> Written instruction
Rewrite the listing from the line with "Could you point out the dark" through the line with "<point>215,17</point>", changing every "Guideline" to "Rule" and leaving everything else as it is. Leave the pictures out of your answer.

>> START

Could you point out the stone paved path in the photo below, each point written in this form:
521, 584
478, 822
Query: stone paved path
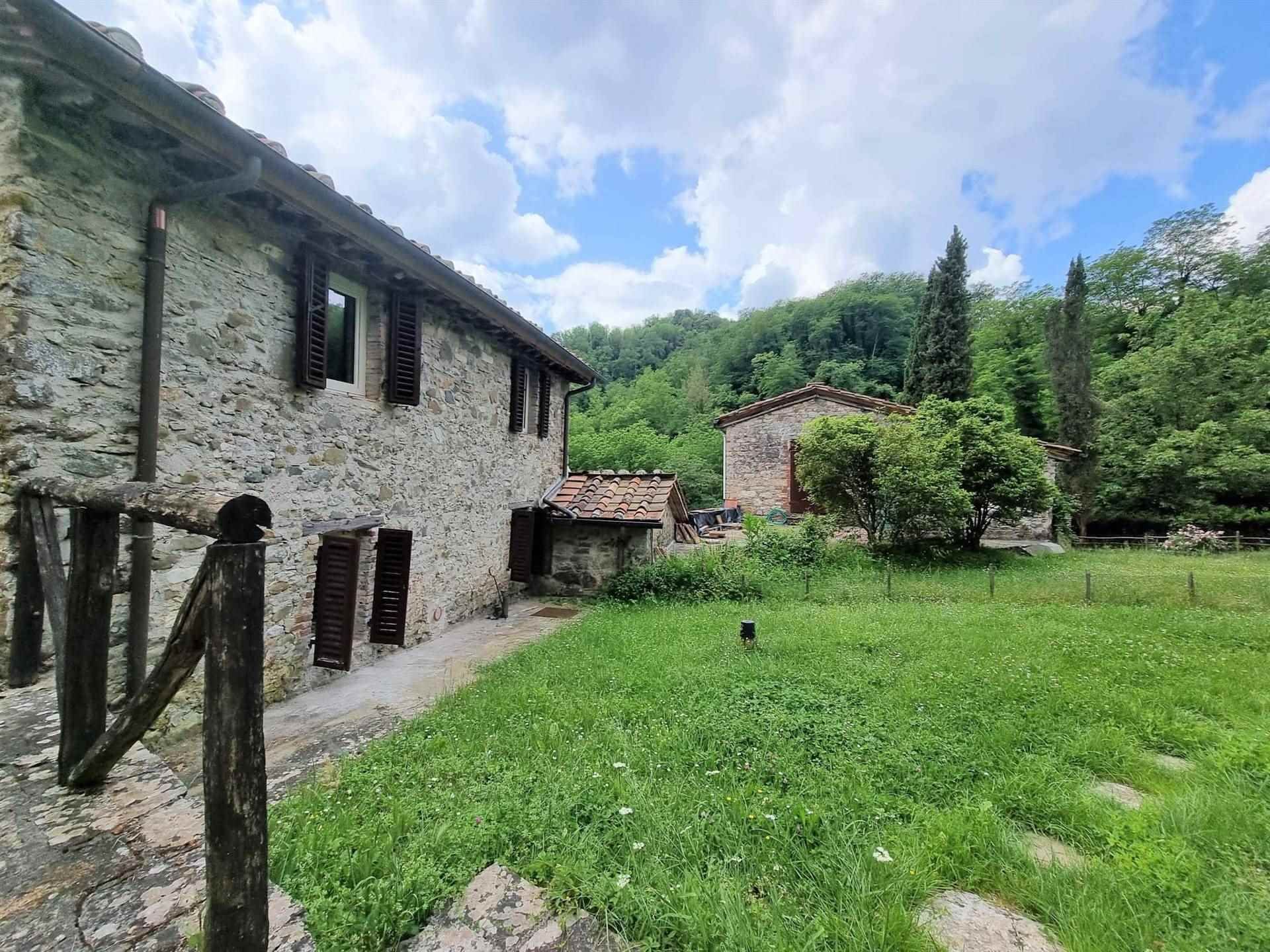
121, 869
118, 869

>> END
>> START

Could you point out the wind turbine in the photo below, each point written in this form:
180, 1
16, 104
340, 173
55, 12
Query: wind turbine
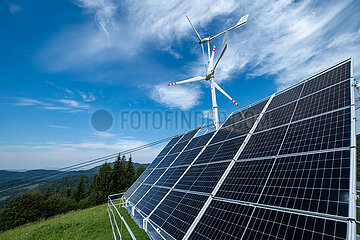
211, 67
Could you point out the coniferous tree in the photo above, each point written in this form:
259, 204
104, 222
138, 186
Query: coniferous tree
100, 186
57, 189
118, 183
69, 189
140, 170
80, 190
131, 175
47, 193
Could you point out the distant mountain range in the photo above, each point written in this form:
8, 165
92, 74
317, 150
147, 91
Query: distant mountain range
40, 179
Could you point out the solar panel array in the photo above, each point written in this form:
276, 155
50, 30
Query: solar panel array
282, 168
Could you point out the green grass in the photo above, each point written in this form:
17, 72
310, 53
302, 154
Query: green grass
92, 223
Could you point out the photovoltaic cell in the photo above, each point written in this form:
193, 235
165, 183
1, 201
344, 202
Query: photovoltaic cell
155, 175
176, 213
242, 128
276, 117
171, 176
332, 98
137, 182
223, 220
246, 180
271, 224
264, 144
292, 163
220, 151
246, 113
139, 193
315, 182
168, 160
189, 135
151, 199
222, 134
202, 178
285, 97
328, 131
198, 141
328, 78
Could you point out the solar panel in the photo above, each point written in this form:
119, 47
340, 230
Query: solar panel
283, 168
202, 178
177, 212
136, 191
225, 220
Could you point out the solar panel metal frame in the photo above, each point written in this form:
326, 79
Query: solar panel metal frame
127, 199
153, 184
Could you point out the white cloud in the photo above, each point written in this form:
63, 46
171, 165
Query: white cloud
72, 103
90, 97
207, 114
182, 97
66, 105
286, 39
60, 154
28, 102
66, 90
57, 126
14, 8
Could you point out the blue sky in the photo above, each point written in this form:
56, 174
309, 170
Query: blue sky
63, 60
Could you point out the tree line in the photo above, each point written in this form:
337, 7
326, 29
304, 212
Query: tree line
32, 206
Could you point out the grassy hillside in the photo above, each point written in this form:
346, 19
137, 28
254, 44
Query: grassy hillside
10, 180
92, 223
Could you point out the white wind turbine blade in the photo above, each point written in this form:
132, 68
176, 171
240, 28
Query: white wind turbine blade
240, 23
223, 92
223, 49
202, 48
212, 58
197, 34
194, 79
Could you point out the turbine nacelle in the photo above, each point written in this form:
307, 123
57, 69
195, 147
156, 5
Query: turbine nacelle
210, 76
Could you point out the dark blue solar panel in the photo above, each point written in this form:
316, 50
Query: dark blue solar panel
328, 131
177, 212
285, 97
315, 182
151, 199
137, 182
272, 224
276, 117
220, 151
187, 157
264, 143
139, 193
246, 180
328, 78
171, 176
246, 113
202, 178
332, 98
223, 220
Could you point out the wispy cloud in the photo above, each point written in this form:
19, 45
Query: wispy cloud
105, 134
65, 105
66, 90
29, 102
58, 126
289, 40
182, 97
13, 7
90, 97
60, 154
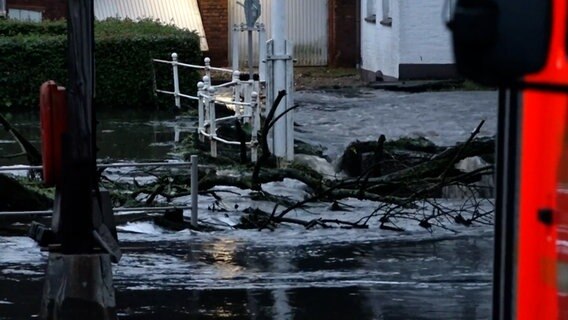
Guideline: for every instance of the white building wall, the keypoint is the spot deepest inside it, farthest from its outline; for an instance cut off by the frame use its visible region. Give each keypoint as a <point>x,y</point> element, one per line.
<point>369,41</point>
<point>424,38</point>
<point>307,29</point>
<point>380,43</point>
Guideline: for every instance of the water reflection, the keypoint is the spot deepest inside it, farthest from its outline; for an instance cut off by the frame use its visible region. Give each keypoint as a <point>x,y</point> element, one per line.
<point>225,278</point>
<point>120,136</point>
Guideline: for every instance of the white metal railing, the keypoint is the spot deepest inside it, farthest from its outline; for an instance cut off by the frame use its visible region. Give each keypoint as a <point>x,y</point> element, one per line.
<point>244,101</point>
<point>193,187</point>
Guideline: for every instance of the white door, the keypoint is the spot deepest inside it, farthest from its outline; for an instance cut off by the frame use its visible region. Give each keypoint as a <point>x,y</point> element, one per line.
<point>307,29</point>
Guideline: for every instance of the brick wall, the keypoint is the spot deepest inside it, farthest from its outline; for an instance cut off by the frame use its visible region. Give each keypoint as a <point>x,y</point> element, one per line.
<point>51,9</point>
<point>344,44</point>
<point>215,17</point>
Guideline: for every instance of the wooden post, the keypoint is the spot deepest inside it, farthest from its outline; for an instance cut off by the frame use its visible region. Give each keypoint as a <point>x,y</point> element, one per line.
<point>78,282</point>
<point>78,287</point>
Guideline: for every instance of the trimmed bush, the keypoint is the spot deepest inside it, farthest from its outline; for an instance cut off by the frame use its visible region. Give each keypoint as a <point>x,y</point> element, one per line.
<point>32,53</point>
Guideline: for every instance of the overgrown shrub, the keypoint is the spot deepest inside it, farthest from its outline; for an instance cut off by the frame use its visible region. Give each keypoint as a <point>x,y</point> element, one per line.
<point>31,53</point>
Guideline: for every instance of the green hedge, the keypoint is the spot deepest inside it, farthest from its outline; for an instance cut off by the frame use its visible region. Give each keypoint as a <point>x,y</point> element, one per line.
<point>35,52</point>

>> END

> Output of the task
Could you point out the dark blue solar panel in the photo above, each point written in this form:
316, 50
Query: dark blue solar panel
328, 131
177, 212
285, 97
315, 182
151, 199
137, 182
272, 224
276, 117
220, 151
187, 157
264, 143
139, 193
246, 180
328, 78
171, 176
246, 113
202, 178
332, 98
223, 220
Could you point out the wispy cloud in the photo above, each point written in this form:
19, 45
Query: wispy cloud
105, 134
65, 105
66, 90
29, 102
58, 126
289, 40
182, 97
13, 7
90, 97
60, 154
Rule: for every instance of the white building wall, the keypoint is the spot deepest inside it, farthest from its outline; for an instance cut off by the frame use its visible region. Give each keypoint as a <point>x,y</point> element, one per line.
<point>369,41</point>
<point>424,38</point>
<point>307,29</point>
<point>380,43</point>
Rule: for every instance of the water reflection, the keypoint is the spot deepest inside it, farthest from its outline; for an instance cut off by the frame use its visible region. Give each keypoint as a <point>x,y</point> element, one per line.
<point>225,278</point>
<point>120,136</point>
Rule: for every instance of the white metal railing, the keypoint is the spot deepest inside it, farthest from its outline; for an instance cut off by the frame use its visible region. Give each keypoint as a <point>x,y</point> element, one per line.
<point>244,101</point>
<point>193,187</point>
Rule: for every instance of the white door, the keypoint is the spot deepest inside it, farthest from its outline; for an instance cut off by the frame use its visible region. Give each keypoint as a <point>x,y</point> element, one per line.
<point>307,29</point>
Rule: for every instance of the brick wall, the keypoint is the spot deepest inside it, farthest from its outline; for an instance cut off by the frame use its visible region. Give each keypoint as a <point>x,y</point> element, one per line.
<point>51,9</point>
<point>344,44</point>
<point>215,17</point>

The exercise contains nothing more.